OBJECTIVE A:
Could you format the stretch of rows from the very first one through the line containing "x=128 y=116" as a numbered list, omitting blank lines?

Yet Muggeridge was identifying long before the coining of the term 'spin-doctor' that there was always and necessarily a gap between reality and image. A news bulletin cannot for example replay every politician's speech in its entirety. The process of editing is the assembling of an impression that approximates as closely as possible to the essence of what was said. But the distance between the image and the reality offers scope for manipulation and distortion, or to use the really pejorative word 'spin'.

Contrary to Muggeridge I suspect that the Carpenter from Nazareth would not have refused all media requests but would have insisted on only live interviews! Although it has to be admitted - and this does say something to a world and a church obsessed with having to control absolutely everything - that he never protected himself or his teaching by writing it down and, instead, trusted others to represent his message.

Never was truth so much at stake. Yet not only did he yield himself up bodily into the hands of others , he committed the truth about himself into the hands of others who could have crucified him with the pen as well as with nails

Inherent in all communication there is an element of risk. You cannot guarantee that what you said will be heard or that what you intended will be understood. Coding and decoding messages is a risky business. An aspect of the incarnation is the recognition that by clothing himself with such vulnerability God committed Truth to the flawed human processes of communication.

RECORDS SHOWN:
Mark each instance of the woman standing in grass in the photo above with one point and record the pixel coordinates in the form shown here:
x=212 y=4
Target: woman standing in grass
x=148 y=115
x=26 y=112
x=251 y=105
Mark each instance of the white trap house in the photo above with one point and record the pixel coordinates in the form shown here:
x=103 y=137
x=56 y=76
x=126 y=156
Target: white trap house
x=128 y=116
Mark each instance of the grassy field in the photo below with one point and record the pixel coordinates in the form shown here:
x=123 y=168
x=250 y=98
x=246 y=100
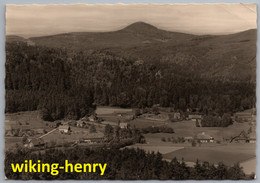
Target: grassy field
x=76 y=135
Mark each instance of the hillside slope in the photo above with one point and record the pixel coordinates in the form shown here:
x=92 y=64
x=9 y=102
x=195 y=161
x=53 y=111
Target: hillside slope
x=224 y=57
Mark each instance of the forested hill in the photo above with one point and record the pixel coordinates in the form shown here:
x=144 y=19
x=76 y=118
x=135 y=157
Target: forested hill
x=66 y=75
x=224 y=57
x=63 y=83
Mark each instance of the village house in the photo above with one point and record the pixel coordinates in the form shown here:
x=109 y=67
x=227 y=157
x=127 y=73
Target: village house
x=177 y=115
x=39 y=131
x=64 y=129
x=35 y=142
x=195 y=117
x=252 y=138
x=244 y=116
x=93 y=140
x=188 y=139
x=81 y=123
x=204 y=138
x=123 y=125
x=92 y=118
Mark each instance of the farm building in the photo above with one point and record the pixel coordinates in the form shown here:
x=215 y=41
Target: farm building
x=35 y=142
x=195 y=117
x=92 y=118
x=123 y=125
x=93 y=140
x=204 y=138
x=64 y=129
x=241 y=140
x=80 y=123
x=39 y=131
x=177 y=115
x=245 y=116
x=9 y=133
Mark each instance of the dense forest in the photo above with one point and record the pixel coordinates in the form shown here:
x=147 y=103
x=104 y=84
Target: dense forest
x=119 y=164
x=64 y=83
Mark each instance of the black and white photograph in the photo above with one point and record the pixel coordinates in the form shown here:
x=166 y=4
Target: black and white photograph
x=130 y=91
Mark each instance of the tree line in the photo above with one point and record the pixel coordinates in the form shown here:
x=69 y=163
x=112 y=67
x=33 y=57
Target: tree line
x=68 y=84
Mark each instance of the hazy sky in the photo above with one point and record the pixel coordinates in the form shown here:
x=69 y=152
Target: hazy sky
x=38 y=20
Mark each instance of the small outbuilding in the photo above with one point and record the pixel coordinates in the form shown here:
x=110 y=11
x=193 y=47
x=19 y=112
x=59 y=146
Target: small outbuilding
x=64 y=129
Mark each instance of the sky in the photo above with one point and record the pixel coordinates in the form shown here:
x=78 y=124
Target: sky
x=40 y=20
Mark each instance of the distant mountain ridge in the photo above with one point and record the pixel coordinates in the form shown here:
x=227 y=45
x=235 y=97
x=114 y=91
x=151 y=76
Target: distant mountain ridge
x=228 y=57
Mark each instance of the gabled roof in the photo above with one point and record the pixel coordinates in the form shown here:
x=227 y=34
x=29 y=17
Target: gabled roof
x=37 y=141
x=64 y=127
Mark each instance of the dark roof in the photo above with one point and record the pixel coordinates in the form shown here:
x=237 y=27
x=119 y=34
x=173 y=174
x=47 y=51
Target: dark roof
x=37 y=141
x=64 y=127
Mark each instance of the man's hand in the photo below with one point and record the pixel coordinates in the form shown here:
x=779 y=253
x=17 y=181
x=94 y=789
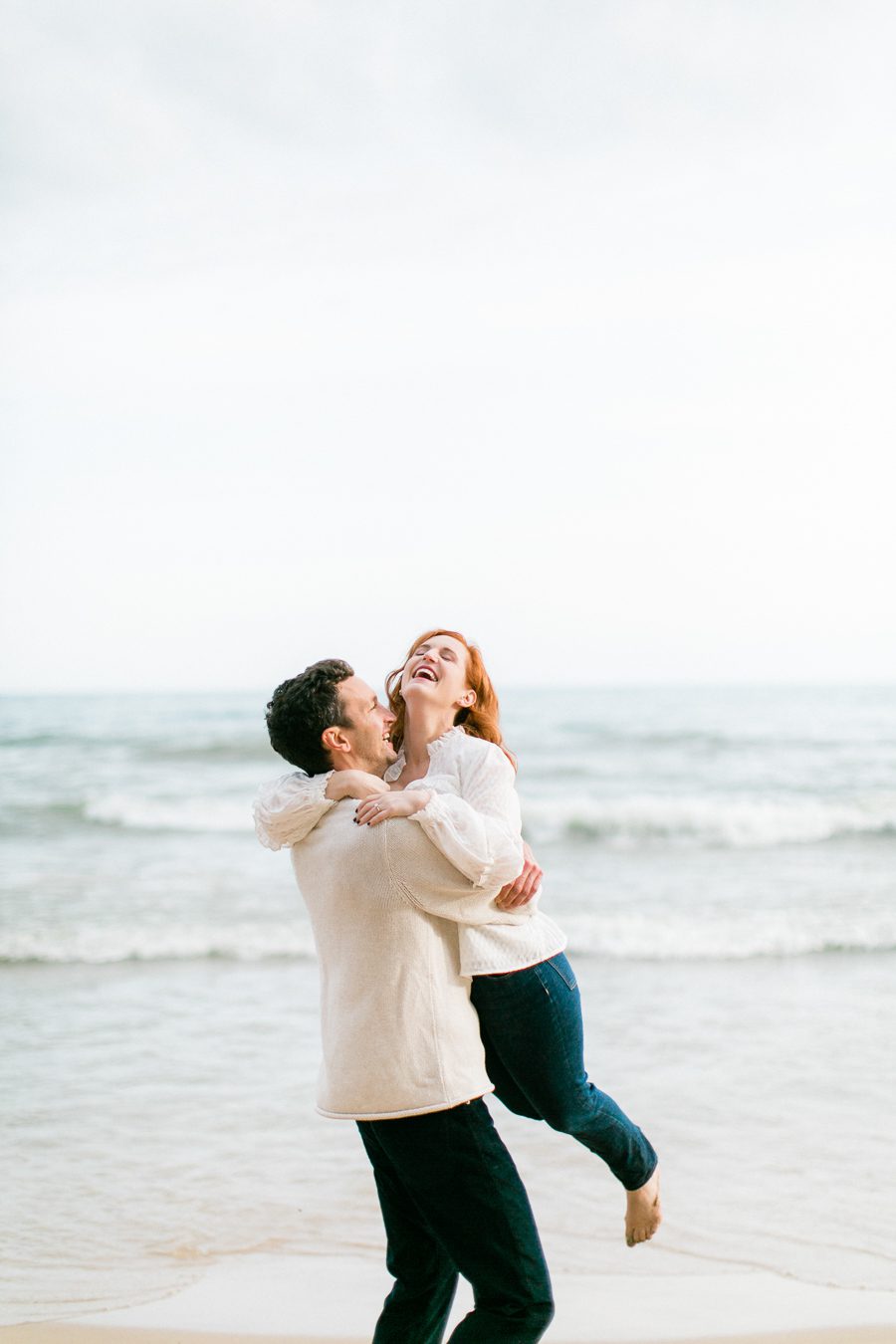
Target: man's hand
x=520 y=893
x=353 y=784
x=402 y=803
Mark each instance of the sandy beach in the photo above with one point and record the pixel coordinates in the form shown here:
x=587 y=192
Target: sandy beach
x=88 y=1335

OBJECTIVE B:
Can you resume the passage on spin and the gap between image and reality from where it stops?

EXERCISE RESULT A:
1. Mark each instance of the woman standing in grass in the photo above with one point and record the pixel coordinates in the form shown here:
2. x=212 y=4
3. Target: woman standing in grass
4. x=148 y=115
5. x=26 y=112
6. x=251 y=105
7. Mark each instance of the white trap house in the photo above with one point and record the pixel coordinates in the form shown here:
8. x=103 y=137
9. x=56 y=76
10. x=126 y=156
11. Target: white trap house
12. x=128 y=116

EXERCISE RESULT B:
When it comes to describing God, to formulating a theology, to discerning Truth we do not have the language of Heaven. We have only human languages and symbols. I say we do not have the language of Heaven but I recognise that there is a spiritual gift of ecstatic utterance (known as 'tongues') in which people communicate with God in sounds that transcend intellectual understanding. St Paul anticipates a time when one day we shall see God 'face to face', and know God as surely as we are known. For now, however, 'we see through a glass darkly'. Here is the acknowledgement that when it comes to the communication of divine mysteries our processes are partial and opaque as well as flawed. What St Paul says in this famous treatise on love to the Corinthian church is however even more interesting than any of the translations admit. There is no 'darkly' in the Greek text. That famous adverb actually translates a phrase, in Greek .........., meaning 'in a riddle' or 'in an enigma' or even 'enigmatically'. In other words, Paul is saying that when it comes to seeing God, discerning Truth, all we have are riddles, enigmas, similes, metaphors, allegories and parables.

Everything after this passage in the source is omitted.